# TASK STATEMENT
The listing beneath should be written out in full, exactly as shown.
* * * * *
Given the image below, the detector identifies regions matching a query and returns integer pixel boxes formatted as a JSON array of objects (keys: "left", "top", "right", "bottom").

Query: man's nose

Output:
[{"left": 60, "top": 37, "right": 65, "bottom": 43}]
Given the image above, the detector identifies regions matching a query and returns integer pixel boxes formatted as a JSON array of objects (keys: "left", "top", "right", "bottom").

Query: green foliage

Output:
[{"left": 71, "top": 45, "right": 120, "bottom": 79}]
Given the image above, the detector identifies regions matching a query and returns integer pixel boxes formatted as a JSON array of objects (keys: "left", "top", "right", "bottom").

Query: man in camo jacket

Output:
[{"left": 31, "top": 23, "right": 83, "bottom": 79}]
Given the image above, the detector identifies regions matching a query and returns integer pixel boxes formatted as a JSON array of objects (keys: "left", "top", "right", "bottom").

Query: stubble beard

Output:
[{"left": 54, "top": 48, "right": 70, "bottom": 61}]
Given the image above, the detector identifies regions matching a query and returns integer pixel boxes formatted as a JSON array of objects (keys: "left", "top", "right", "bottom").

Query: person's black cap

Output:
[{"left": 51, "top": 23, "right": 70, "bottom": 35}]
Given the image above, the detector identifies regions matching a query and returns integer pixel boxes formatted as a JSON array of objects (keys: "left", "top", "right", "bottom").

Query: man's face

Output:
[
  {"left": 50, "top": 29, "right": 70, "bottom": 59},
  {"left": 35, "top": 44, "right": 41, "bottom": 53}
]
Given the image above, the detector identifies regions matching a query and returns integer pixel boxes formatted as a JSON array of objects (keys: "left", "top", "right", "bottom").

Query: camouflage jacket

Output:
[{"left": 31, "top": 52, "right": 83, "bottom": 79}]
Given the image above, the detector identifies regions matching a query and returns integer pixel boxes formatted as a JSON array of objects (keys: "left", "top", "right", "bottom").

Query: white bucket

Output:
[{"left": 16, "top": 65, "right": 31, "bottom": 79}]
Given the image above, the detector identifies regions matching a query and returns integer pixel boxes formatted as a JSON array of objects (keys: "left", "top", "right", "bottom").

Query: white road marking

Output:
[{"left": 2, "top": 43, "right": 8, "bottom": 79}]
* * * * *
# SOLUTION FOR THIS TASK
Given the image below, the detector identifies regions matching a query and returns integer pixel boxes formatted as a JSON array of objects (keys: "left", "top", "right", "bottom").

Query: man's nose

Output:
[{"left": 60, "top": 37, "right": 65, "bottom": 43}]
Given the image above, the detector identifies regions matching a query and returns integer pixel boxes formatted as a JSON array of objects (keys: "left", "top", "right", "bottom").

Query: green foliage

Output:
[{"left": 71, "top": 45, "right": 120, "bottom": 79}]
Given the image above, the detector identifies regions matching a query and returns integer pixel boxes formatted as a JSON array of objects (keys: "left", "top", "right", "bottom").

Query: man in camo jacket

Output:
[{"left": 31, "top": 23, "right": 83, "bottom": 79}]
Given the image above, the detector identifies regions matching a query and returns integer pixel boxes formatted as a JSON array of objects (keys: "left", "top", "right", "bottom").

Query: stubble beard

Output:
[{"left": 54, "top": 48, "right": 70, "bottom": 61}]
Given the image above, the detector identifies regions matching a query and returns integer pixel boxes formatted as a JSON array of objects (keys: "left", "top", "right", "bottom").

Query: person's black cap

Output:
[{"left": 51, "top": 23, "right": 70, "bottom": 35}]
Given the image above, the detector identifies regions matching a query and returns integer pixel boxes formatted as a JSON array of objects (keys: "left", "top", "right", "bottom").

Query: man's face

Output:
[
  {"left": 50, "top": 29, "right": 70, "bottom": 59},
  {"left": 35, "top": 44, "right": 41, "bottom": 53}
]
Given the image above, the detector identifies regions matching a query and returns integer pixel boxes formatted as a JSON array of objects (keys: "left", "top", "right", "bottom").

Query: camouflage jacket

Output:
[{"left": 31, "top": 52, "right": 83, "bottom": 79}]
Given the image above, the detector identifies regions matching a query and returns integer pixel boxes formatted as a JSON array of objects (keys: "left", "top", "right", "bottom").

Query: white bucket

Output:
[{"left": 16, "top": 65, "right": 31, "bottom": 79}]
Given the image above, the detector identifies regions matching a query and returns integer pixel boxes formatted as a JSON array of objects (keys: "left", "top", "right", "bottom").

Query: white road marking

Output:
[{"left": 2, "top": 43, "right": 8, "bottom": 79}]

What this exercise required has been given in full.